## Directions for this task
Starting with the line containing "Keep to two rules. Tag each instance of the green grass" and going on through the line containing "x=375 y=144", rewrite those lines with "green grass background" swapped for "grassy field" and everything else left unchanged. Return only those lines from the items below.

-*-

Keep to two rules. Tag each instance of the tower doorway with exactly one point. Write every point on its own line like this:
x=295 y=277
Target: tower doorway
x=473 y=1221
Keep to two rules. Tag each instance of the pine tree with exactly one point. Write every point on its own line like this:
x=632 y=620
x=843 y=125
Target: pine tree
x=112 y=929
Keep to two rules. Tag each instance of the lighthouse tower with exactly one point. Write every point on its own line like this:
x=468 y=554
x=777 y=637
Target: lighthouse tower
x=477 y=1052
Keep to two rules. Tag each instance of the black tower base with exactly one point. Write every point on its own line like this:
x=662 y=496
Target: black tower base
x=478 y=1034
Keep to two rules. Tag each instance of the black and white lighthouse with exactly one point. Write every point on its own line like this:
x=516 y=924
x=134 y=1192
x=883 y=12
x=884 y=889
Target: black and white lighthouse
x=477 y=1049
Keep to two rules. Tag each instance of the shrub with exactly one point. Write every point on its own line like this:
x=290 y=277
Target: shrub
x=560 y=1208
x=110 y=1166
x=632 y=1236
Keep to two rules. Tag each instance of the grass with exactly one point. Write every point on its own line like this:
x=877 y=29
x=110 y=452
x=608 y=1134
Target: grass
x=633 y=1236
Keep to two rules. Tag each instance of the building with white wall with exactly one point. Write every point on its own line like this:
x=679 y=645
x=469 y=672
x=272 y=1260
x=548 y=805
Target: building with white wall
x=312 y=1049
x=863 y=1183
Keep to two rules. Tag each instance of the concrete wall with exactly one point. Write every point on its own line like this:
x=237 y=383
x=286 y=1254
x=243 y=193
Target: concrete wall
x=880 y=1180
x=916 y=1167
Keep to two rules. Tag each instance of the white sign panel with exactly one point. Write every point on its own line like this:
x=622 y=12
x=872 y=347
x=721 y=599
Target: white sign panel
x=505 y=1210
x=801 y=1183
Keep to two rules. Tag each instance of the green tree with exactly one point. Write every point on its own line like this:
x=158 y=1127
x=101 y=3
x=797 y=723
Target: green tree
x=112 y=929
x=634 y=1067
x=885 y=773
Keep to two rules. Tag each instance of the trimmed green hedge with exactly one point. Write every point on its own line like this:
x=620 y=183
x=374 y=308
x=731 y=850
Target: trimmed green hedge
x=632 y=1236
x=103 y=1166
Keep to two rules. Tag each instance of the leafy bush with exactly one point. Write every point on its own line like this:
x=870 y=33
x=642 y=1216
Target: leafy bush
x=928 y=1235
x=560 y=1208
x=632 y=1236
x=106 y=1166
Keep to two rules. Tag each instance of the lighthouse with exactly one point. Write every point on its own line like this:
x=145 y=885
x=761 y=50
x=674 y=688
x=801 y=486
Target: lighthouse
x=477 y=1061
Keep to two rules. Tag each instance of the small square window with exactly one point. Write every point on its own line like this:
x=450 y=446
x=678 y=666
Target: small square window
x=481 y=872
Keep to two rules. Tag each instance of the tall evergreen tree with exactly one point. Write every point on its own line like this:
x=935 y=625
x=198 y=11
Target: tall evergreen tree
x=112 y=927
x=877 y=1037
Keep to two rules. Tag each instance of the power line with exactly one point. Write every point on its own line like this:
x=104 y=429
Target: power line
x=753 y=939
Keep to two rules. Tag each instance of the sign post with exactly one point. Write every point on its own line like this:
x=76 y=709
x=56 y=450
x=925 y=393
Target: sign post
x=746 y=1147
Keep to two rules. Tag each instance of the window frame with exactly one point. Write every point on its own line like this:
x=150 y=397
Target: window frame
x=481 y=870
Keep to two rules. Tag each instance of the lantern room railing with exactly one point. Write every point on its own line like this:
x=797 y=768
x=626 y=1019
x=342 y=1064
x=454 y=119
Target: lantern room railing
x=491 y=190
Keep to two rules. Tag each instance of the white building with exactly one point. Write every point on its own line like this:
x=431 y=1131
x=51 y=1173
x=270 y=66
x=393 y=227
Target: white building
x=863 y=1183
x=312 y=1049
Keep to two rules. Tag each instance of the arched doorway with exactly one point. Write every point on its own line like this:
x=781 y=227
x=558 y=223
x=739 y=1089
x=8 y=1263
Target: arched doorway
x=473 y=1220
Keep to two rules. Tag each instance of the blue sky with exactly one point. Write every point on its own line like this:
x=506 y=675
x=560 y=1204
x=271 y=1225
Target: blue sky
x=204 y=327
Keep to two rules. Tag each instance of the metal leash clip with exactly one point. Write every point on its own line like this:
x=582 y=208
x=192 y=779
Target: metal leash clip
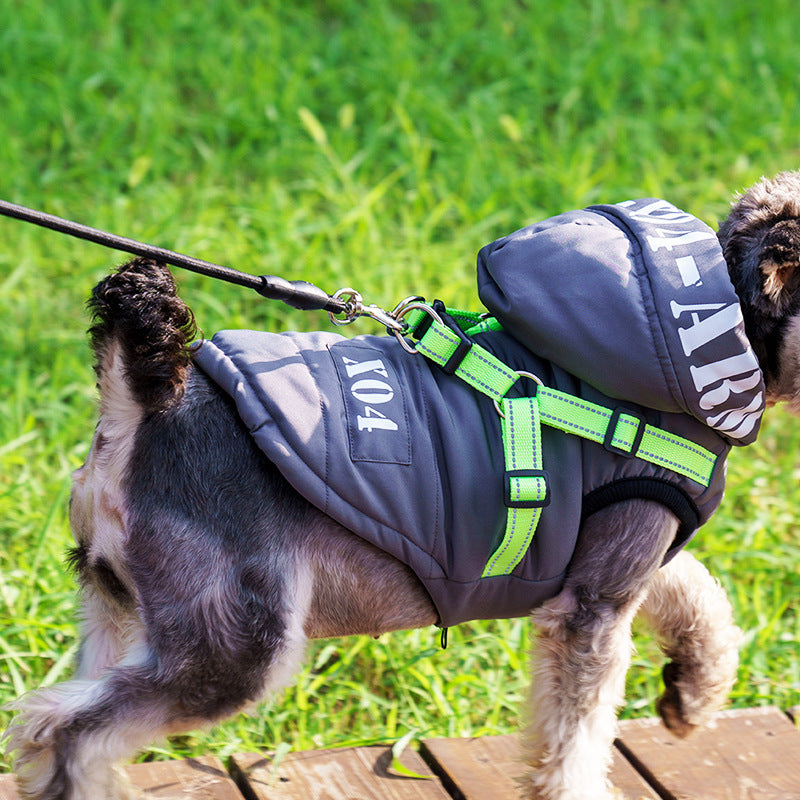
x=355 y=308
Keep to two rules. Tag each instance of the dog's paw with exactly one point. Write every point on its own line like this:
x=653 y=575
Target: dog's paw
x=671 y=707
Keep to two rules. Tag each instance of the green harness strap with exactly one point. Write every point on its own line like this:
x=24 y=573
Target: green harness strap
x=526 y=487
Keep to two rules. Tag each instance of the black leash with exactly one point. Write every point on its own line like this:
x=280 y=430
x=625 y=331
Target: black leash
x=297 y=294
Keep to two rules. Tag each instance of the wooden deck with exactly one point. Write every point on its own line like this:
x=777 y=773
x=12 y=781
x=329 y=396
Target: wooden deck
x=752 y=754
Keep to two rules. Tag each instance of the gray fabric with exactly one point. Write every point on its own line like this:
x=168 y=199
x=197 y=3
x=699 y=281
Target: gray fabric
x=412 y=460
x=644 y=281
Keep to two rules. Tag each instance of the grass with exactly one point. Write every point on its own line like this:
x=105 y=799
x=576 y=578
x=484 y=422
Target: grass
x=379 y=145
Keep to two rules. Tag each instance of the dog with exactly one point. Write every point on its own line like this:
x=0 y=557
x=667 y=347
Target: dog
x=204 y=572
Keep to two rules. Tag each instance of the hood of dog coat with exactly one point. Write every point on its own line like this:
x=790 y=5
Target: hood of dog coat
x=411 y=459
x=635 y=299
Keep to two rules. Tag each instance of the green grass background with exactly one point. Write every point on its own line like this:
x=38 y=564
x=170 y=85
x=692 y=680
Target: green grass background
x=375 y=144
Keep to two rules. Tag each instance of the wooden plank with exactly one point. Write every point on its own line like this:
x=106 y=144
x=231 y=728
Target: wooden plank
x=355 y=773
x=492 y=767
x=197 y=778
x=751 y=753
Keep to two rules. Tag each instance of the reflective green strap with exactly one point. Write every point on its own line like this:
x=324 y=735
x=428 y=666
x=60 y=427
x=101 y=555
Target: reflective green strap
x=526 y=488
x=591 y=421
x=630 y=435
x=478 y=367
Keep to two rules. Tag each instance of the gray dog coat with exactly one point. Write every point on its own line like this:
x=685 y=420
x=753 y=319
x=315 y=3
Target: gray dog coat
x=623 y=306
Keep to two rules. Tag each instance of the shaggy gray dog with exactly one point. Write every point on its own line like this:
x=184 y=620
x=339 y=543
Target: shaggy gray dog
x=204 y=573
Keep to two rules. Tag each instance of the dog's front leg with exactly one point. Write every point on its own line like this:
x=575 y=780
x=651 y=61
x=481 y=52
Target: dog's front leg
x=693 y=621
x=583 y=649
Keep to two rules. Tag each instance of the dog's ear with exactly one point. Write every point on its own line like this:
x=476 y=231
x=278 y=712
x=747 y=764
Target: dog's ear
x=779 y=261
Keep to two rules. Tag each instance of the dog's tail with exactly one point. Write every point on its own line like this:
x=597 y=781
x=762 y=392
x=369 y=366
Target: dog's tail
x=137 y=311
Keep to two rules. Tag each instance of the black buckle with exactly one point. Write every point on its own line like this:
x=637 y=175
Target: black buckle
x=612 y=429
x=526 y=473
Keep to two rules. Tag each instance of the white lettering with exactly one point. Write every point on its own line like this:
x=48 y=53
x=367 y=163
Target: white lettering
x=368 y=390
x=659 y=212
x=705 y=330
x=738 y=422
x=687 y=266
x=673 y=239
x=374 y=419
x=360 y=367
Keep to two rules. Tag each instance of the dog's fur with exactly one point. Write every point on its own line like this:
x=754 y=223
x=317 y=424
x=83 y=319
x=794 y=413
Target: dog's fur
x=203 y=572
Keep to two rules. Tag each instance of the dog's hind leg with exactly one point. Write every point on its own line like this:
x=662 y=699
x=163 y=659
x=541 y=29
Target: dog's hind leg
x=693 y=621
x=583 y=649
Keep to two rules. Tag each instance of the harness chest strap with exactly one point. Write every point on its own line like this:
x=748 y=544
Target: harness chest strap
x=526 y=490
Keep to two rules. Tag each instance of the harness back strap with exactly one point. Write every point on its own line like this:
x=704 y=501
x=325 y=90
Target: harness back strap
x=619 y=430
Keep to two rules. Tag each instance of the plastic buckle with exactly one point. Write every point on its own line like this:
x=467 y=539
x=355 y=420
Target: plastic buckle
x=459 y=354
x=611 y=430
x=526 y=473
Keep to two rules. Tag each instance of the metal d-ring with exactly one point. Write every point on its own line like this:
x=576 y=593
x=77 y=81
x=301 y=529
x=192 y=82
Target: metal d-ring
x=353 y=306
x=401 y=309
x=522 y=374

-*-

## Final result
Keep to two rules. Tag each instance of the grassy field with exactly one point. Write every point on its own line like this:
x=38 y=564
x=170 y=85
x=692 y=680
Target: grassy field
x=375 y=144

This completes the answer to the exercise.